- [WORK INSTRUCTION 1] Can you copy the text of the health care predictions between "With the promise" and "formulary placement criteria.", inclusive?
- [WORK INSTRUCTION 2] What does the health care predictions text list as making 2020 an emotionally challenging year?

- [EXTRACT]
____________________

5. “Nursing homes” go virtual and become home care

Nursing homes, forever, have been sources of outbreaks of resistant bacterial infections like MRSA and VRE. 

COVID-19 reinforced that they are the last place you want a loved one to receive care. These cultural shifts combined with improvements in both hardware and software will lead to the rise of home care with visiting nurses and therapists in many cases. 

We think home care will prove better since patients will have lower risk of infection and delirium. Home care providers will be able to remotely monitor all of the vital signs monitored today by nursing homes and identify exacerbations and intervene just as early to mitigate them. 

6. Special-purpose acquisition companies (SPACs) fall out of favor

2020 has seen a tornado of SPAC activity.  We watched Hims, Clover, and Augmedix all go public via SPACs, as well as the former Livongo team launch a $500 million SPAC. 

We think that SPACs will lose luster over 2021 as several of the completed SPACs perform poorly, leading the (arms length) PIPE investors to pull back on pricing and the (theoretical) economic benefits of SPACs versus IPOs to deteriorate for good companies.

This will be counterbalanced by a reduction in the SPAC sponsor economics as the set of interesting target possibilities narrows, allowing those few targets to drive auction-like dynamics as they choose a SPAC vehicle. 

In the end, SPACs will return to a go-public vehicle of choice only for companies with business challenges such as lower growth or less predictable results, that make a traditional IPO not an option.

7. The mental health revolution continues

2020 has been an emotionally challenging year for us all:  COVID-19, recession, social justice protests, school closures, and a contentious election. 

This has turbocharged demand for mental health care services of all types.  COVID-19 has also driven large increases in both virtual and computer based care, which has made care far more scalable. More mental health care will translate into lower medical care costs, lower turnover amongst employees, and high patient satisfaction. As a result, we think mental health will grow faster and also attract more capital than other health care sectors.

8. Health care IT (HCIT) IPOs and M&A increases dramatically

On the heels of the mega-Teladoc/Livongo merger creating a $20 billion behemoth, pressures will intensify on every other HCIT company to grow faster and gain scale. Moreover, since private capital remains plentiful and interest rates near zero, M&A will be an enticing and cost effective approach for companies to augment organic growth. 

More companies will merge, or make acquisitions, to gain scale to go public and also to create businesses that are large enough to exist independently. We think 2021 will be a year of coalescence of lots of point solutions into larger platforms so that there is a single place for patients to engage and a company or payor to partner.

9. No action on drug pricing

With the promise of multiple COVID-19 vaccines being invented and brought to market in record time, public opinion will turn very positive for pharmaceutical companies. This will squash all efforts to regulate drug prices for the next year (at least). 

The recent Trump Executive Orders on “Most Favored Nation” pricing will be challenged in the courts and never be enacted. We do not think this reprieve extends to pharmacy benefit managers who will continue to be scrutinized over rebates, pharmacy payments, and their formulary placement criteria.  

10. Amazon pharmacy gains traction

We have been perennially skeptical of big tech gaining traction in healthcare. One exception is Amazon’s new pharmacy. 

We think that Amazon will gain traction since COVID-19 has led to dramatically more eCommerce for all things and made pharmacies akin to nursing homes: scary places to visit since they are filled with sick and possibly COVID-19 contagious people. 

Amazon’s consumer trust, incredible delivery speed, and low prices will allow them to take meaningful share from retail pharmacies.

We look forward to seeing how many of these come true. In the meantime, we wish you a safe and happy holiday season and 2021.

Bob Kocher and Bryan Roberts are partners at the venture capital firm, Venrock, where they invest in health care businesses.

____________________

- [RECORD SET]
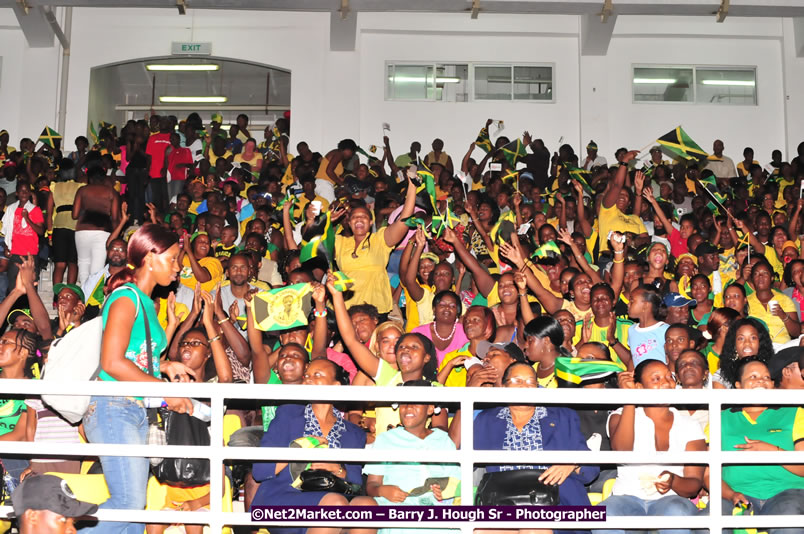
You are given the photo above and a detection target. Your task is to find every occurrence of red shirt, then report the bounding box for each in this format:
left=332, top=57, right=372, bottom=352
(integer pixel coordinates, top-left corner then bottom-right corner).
left=168, top=147, right=193, bottom=182
left=667, top=228, right=689, bottom=258
left=145, top=133, right=170, bottom=178
left=10, top=206, right=45, bottom=256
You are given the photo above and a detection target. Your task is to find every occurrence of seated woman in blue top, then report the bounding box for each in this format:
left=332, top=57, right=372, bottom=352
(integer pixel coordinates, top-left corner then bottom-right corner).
left=474, top=362, right=600, bottom=516
left=252, top=359, right=376, bottom=534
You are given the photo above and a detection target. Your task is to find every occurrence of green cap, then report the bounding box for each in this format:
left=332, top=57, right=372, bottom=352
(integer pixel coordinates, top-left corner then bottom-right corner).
left=53, top=284, right=84, bottom=302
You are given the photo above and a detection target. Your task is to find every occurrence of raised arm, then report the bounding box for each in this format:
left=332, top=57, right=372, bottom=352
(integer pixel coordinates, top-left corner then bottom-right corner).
left=601, top=150, right=638, bottom=208
left=201, top=294, right=232, bottom=382
left=444, top=228, right=495, bottom=297
left=310, top=282, right=327, bottom=360
left=400, top=228, right=427, bottom=302
left=327, top=273, right=380, bottom=379
left=385, top=176, right=416, bottom=247
left=572, top=181, right=592, bottom=239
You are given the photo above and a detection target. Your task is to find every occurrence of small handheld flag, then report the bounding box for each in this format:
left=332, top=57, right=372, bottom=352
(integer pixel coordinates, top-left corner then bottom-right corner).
left=250, top=284, right=312, bottom=332
left=39, top=126, right=62, bottom=149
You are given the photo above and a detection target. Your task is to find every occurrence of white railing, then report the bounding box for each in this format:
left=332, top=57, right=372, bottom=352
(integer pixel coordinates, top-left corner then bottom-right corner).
left=0, top=380, right=804, bottom=533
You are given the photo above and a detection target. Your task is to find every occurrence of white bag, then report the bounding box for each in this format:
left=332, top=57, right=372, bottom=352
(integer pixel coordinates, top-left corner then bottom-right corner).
left=42, top=316, right=103, bottom=424
left=42, top=286, right=140, bottom=424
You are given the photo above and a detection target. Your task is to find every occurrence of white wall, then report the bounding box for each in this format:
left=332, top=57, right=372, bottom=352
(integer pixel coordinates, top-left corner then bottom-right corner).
left=0, top=8, right=804, bottom=165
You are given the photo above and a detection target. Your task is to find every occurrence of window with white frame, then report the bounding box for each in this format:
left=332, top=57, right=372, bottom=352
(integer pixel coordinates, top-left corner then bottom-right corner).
left=385, top=63, right=553, bottom=102
left=385, top=63, right=469, bottom=102
left=631, top=65, right=757, bottom=106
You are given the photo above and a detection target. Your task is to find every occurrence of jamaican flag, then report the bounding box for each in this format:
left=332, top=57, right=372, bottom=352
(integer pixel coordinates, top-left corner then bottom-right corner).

____________________

- [ANSWER SPACE 1]
With the promise of multiple COVID-19 vaccines being invented and brought to market in record time, public opinion will turn very positive for pharmaceutical companies. This will squash all efforts to regulate drug prices for the next year (at least). 

The recent Trump Executive Orders on “Most Favored Nation” pricing will be challenged in the courts and never be enacted. We do not think this reprieve extends to pharmacy benefit managers who will continue to be scrutinized over rebates, pharmacy payments, and their formulary placement criteria.

- [ANSWER SPACE 2]
- COVID-19
- recession
- social justice protests
- school closures
- a contentious election